▸ **SUPPLIED TEXT**:
Antoine Christopher A. F. Cassar (born 1978 in London) is a Maltese poet and translator. In September 2009, his multilingual poem Merħba was the Grand Prize winner of the United Planet Writing Contest.

Personal life 
Cassar was born in London to Maltese parents. He lived in Spain, Italy, and Luxembourg.

Works 
Cassar's work deals with themes of language, maps and borders. 

Passport (2009) is a poem published in a mock-passport form addressing themes of migration and nationhood. It was translated into nine languages, with proceeds donated to refugee charities around the world.

Mosaics poems
Cassar's mużajki or mosaics poems combine a minimum of five languages, mainly English, French, Italian, Maltese and Spanish, often in the form of a Petrarchan sonnet. These poems, the first series of which was published in July 2007 in the anthology Ħbula Stirati (Tightropes), engage in the braiding of words and sounds in the different languages used whilst maintaining a coherent rhythm and logical poetic sequence. Among the main themes explored by the mosaics are the vanity and futility of life, love unrequited or fulfilled, the absurdity of colonialism and its after-effects, and the at once exhilarating and disorienting feeling of variety itself. The following is a stanza from his sonnet C'est la vie

As Marija Grech explains, "...the deeper significance of these poems may be said to lie not simply in the more traditional meaning of the individual words or verses, but more specifically in the play with sound that the movement from one language to another generates and exploits. As the poet explains, 'the mosaics are designed not so much to be read but to be heard'." Cassar, on an interview, describes the meaning of the "multiple levels" on his poetry: "How often does one read or listen to a poem and understand it completely? In my reading experience, I find that if a poem offers all its connotation, undertones and beauty at one go, its taste will soon be forgotten... The multiple levels of a poem should pique and stir the readers' curiosity, slowly but surely bringing them deeper into the text."

▸ **RECORDS SHOWN**:
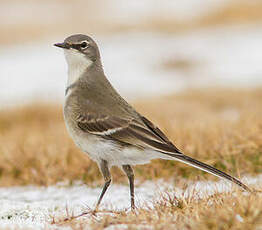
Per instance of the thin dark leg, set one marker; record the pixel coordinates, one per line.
(107, 177)
(130, 174)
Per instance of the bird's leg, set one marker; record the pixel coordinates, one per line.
(107, 177)
(130, 174)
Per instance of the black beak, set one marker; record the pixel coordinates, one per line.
(62, 45)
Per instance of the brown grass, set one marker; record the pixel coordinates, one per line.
(94, 21)
(220, 127)
(221, 211)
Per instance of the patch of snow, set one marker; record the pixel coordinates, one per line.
(32, 207)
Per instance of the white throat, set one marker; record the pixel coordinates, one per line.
(77, 64)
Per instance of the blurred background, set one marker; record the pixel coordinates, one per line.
(148, 47)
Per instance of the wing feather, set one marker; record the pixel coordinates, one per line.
(141, 133)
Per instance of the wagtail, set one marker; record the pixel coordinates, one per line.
(107, 128)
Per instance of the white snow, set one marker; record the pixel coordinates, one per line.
(32, 207)
(229, 56)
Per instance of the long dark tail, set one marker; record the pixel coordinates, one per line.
(202, 166)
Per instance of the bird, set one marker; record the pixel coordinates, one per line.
(106, 127)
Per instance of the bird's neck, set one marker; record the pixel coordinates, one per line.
(77, 65)
(80, 71)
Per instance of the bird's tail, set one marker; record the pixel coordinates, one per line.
(205, 167)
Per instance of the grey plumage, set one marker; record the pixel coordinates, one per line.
(105, 126)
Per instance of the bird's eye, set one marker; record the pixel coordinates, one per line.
(83, 45)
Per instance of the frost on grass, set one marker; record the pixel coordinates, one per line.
(33, 207)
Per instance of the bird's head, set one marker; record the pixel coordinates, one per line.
(80, 50)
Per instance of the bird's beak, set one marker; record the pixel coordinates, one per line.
(62, 45)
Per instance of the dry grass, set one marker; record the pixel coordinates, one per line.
(94, 19)
(221, 211)
(220, 127)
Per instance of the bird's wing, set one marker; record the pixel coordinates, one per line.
(144, 134)
(130, 131)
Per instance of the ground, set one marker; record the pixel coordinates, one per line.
(221, 127)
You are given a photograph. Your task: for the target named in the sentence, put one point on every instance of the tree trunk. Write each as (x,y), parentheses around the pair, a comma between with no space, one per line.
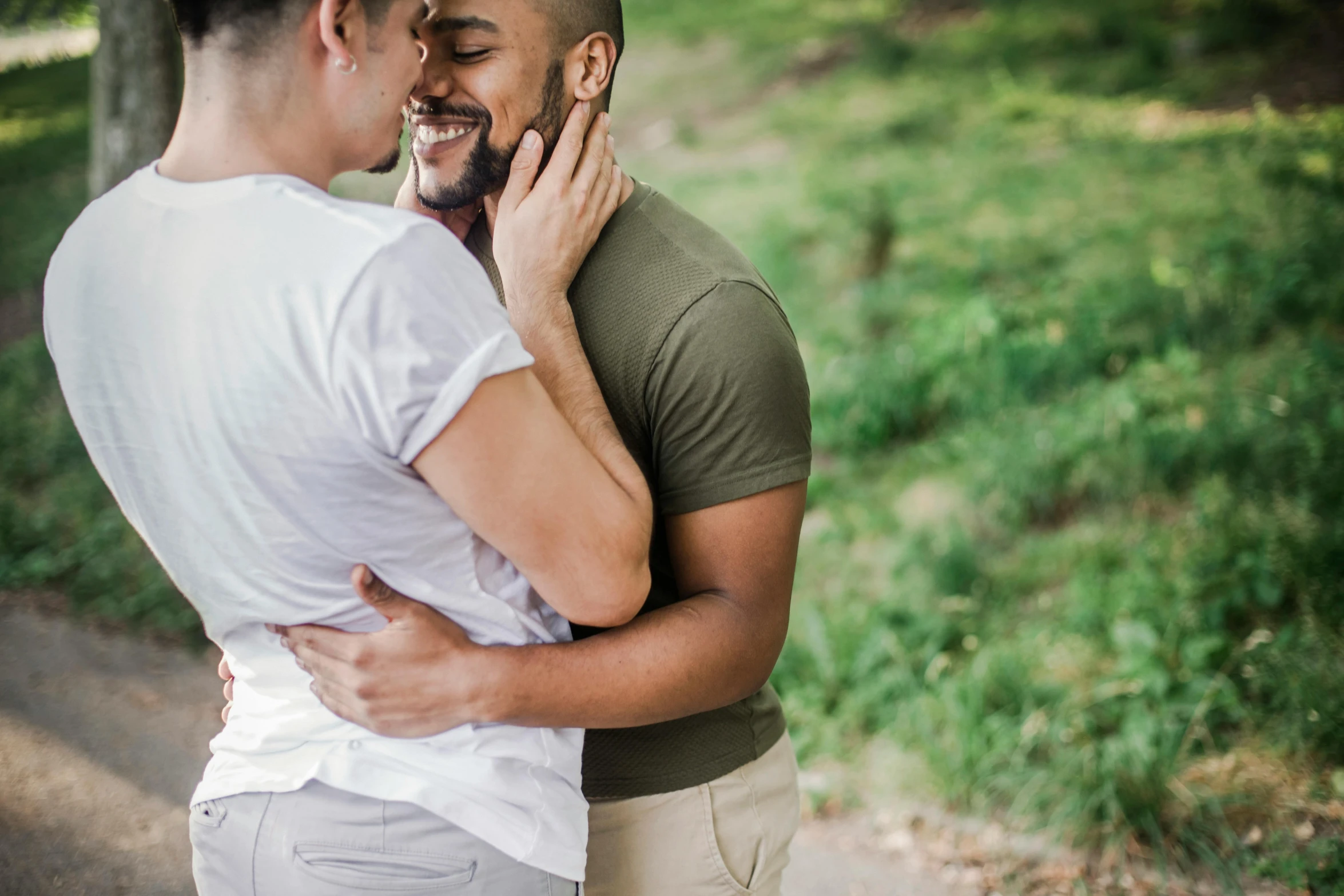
(135,89)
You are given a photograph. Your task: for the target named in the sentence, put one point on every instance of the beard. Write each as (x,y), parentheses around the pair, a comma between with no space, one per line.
(488,167)
(389,163)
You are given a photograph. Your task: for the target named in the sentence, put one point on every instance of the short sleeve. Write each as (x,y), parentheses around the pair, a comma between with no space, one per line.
(419,331)
(729,402)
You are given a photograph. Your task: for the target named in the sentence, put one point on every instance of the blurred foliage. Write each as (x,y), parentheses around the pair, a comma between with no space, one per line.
(1077,349)
(18,14)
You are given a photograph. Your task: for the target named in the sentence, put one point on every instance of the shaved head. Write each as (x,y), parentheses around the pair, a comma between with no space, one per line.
(577,19)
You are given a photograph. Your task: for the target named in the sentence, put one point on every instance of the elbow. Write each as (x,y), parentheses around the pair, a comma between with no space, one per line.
(624,598)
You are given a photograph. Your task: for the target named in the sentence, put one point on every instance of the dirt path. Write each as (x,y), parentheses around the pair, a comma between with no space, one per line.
(102,738)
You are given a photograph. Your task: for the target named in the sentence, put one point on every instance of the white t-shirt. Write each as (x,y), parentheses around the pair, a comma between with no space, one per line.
(253,364)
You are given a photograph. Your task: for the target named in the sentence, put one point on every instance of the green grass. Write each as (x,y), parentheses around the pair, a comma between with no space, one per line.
(1077,356)
(1077,351)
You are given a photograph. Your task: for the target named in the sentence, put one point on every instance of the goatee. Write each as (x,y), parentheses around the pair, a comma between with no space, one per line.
(488,167)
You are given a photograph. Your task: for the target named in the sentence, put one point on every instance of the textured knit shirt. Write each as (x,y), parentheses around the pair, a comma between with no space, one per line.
(705,383)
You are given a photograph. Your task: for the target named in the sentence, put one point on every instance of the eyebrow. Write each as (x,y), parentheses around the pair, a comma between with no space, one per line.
(464,23)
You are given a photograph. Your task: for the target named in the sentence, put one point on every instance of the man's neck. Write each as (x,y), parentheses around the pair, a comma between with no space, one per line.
(492,202)
(236,122)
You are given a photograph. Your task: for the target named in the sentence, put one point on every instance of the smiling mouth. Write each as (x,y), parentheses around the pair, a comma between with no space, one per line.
(433,139)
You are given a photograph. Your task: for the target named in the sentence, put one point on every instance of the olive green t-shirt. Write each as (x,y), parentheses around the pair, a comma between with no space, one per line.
(703,378)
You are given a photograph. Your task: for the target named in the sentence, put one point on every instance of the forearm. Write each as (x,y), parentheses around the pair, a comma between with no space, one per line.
(548,335)
(694,656)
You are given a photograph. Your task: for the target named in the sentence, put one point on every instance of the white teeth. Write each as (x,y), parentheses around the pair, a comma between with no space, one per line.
(431,136)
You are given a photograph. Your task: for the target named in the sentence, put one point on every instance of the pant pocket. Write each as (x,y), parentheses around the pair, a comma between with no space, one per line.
(734,833)
(360,868)
(210,813)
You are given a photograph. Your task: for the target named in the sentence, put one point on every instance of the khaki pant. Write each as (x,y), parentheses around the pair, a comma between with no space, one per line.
(729,837)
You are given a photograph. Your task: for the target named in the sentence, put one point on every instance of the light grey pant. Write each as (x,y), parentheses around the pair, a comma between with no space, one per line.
(321,841)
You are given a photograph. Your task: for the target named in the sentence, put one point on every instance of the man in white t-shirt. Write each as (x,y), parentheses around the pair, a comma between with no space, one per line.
(277,385)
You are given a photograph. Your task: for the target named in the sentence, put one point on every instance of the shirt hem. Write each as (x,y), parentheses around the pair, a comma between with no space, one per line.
(651,786)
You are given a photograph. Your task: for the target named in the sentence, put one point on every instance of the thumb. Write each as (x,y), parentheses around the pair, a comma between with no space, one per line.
(375,593)
(522,175)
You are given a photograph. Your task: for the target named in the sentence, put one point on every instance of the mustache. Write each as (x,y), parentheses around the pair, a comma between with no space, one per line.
(435,106)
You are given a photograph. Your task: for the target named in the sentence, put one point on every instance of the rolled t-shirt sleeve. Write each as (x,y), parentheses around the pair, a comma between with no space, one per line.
(420,329)
(729,402)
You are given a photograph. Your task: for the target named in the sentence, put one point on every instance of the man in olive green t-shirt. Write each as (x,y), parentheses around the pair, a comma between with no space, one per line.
(687,763)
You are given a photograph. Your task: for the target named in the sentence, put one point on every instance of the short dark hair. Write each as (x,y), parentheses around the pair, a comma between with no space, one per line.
(577,19)
(250,22)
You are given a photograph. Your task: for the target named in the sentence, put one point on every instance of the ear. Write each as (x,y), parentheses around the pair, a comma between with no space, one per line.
(594,62)
(340,26)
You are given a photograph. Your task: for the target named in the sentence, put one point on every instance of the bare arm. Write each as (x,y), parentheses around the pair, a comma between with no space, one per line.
(421,675)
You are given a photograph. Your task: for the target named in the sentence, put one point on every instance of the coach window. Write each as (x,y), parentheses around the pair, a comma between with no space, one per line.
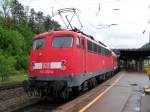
(38,44)
(78,42)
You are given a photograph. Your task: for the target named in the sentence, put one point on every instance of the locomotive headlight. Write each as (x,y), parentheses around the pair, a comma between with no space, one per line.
(63,67)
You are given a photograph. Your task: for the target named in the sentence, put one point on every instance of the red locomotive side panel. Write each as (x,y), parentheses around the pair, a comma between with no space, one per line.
(64,61)
(55,57)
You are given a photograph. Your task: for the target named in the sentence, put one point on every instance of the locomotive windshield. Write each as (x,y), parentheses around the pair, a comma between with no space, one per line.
(62,42)
(38,44)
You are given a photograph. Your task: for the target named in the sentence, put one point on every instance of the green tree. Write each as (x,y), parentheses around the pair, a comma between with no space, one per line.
(7,66)
(18,12)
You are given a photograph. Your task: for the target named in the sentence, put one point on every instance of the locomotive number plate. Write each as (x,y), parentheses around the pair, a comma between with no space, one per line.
(55,65)
(37,66)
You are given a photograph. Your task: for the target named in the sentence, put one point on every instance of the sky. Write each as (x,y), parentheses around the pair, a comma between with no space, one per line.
(131,19)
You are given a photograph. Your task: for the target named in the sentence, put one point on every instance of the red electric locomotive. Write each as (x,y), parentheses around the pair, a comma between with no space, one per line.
(67,61)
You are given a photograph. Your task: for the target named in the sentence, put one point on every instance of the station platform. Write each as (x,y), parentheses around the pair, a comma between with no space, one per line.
(125,93)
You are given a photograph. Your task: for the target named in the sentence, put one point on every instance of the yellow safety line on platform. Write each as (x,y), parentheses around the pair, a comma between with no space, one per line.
(100,95)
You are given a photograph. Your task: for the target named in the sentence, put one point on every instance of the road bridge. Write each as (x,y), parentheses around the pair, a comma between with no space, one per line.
(134,59)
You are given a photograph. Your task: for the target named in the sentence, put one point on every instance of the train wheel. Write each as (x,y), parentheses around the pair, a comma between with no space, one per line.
(94,82)
(65,94)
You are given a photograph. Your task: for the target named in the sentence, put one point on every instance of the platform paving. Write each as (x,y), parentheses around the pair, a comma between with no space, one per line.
(125,96)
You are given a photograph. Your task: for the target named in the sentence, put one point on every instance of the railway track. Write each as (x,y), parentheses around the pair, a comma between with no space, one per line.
(13,85)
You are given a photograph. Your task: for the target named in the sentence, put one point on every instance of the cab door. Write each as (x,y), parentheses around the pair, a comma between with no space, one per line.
(80,54)
(83,50)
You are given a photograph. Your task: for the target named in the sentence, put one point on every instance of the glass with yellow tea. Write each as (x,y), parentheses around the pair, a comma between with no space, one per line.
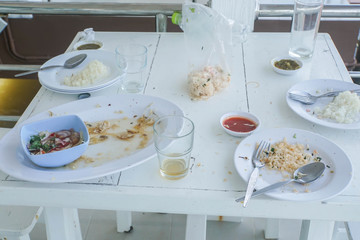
(174,137)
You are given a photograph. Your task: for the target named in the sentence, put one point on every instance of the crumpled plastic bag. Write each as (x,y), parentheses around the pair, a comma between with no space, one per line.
(208,39)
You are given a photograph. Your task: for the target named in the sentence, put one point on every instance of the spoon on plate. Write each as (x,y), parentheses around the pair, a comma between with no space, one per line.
(70,63)
(305,174)
(307,98)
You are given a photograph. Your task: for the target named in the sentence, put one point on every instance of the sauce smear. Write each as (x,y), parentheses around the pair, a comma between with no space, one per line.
(239,124)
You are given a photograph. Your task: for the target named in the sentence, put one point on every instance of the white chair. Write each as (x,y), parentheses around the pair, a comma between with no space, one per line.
(16,222)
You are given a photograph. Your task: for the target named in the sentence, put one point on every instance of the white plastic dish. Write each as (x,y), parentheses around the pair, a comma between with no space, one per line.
(286,72)
(239,114)
(53,124)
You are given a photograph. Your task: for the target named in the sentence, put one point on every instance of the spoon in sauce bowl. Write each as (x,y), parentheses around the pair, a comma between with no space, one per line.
(305,174)
(70,63)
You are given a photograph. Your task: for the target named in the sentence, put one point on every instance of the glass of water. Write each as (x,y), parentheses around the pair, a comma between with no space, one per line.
(174,137)
(305,26)
(131,58)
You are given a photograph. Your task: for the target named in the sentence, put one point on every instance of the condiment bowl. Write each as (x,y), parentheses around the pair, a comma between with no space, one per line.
(54,124)
(239,124)
(286,71)
(88,45)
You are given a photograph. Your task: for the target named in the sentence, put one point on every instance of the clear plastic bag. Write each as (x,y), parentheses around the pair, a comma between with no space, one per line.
(208,38)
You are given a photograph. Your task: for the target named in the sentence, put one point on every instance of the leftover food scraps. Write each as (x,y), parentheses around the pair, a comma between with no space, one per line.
(344,108)
(114,139)
(46,142)
(239,124)
(287,64)
(92,73)
(288,157)
(206,82)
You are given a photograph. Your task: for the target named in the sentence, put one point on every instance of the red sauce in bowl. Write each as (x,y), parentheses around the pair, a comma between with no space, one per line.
(239,124)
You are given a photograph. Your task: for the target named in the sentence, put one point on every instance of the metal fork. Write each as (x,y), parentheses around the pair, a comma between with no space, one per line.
(307,98)
(255,174)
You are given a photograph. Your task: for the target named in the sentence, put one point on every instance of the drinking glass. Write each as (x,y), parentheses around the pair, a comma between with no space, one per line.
(132,59)
(305,26)
(174,137)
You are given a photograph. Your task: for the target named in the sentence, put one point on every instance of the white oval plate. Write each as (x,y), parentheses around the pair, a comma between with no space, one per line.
(14,162)
(336,178)
(317,87)
(53,79)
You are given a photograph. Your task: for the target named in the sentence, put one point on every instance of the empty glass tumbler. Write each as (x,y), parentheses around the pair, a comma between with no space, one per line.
(132,59)
(305,26)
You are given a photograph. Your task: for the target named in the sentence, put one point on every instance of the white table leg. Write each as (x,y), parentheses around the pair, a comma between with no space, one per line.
(272,228)
(316,230)
(195,227)
(123,221)
(62,223)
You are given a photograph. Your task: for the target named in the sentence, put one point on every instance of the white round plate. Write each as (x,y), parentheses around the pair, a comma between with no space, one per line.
(14,162)
(336,178)
(53,79)
(317,87)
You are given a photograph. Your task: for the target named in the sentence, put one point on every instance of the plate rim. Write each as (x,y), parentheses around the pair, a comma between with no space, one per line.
(52,174)
(292,130)
(76,90)
(293,105)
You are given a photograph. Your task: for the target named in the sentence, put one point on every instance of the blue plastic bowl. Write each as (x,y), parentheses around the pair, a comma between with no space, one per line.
(62,157)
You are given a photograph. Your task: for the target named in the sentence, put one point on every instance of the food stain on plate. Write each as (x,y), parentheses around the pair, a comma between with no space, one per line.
(114,139)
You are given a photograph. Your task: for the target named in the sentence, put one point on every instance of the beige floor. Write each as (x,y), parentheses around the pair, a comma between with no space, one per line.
(101,225)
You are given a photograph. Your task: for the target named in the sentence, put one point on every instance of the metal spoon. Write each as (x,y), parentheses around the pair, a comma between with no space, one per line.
(305,174)
(307,98)
(70,63)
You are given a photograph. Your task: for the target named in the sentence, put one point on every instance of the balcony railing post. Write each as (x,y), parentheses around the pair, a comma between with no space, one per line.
(161,22)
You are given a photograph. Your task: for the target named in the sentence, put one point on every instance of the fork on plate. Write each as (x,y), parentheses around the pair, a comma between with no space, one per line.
(264,146)
(307,98)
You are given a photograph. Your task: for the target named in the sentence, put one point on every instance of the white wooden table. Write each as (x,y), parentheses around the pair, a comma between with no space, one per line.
(213,183)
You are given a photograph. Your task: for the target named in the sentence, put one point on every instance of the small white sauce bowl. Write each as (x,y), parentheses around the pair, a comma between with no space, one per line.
(81,43)
(53,124)
(286,72)
(247,115)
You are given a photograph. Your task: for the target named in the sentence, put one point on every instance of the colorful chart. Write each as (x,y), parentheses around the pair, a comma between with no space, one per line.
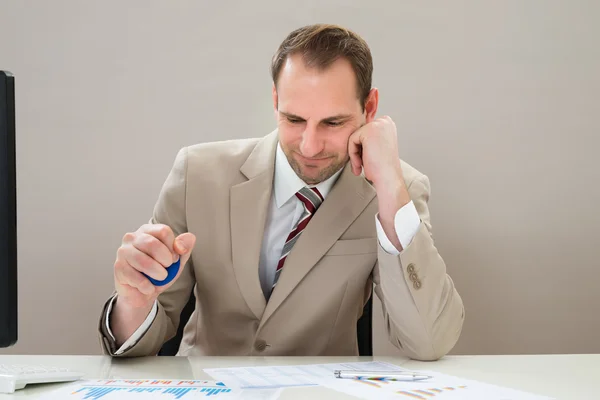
(167,389)
(427,393)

▸ **REQUIRED TASK**: According to the Cassar biography, which five languages do his mosaics poems mainly combine? Rely only on the Cassar biography here, not on the items.

▸ **EXERCISE SOLUTION**: English, French, Italian, Maltese and Spanish.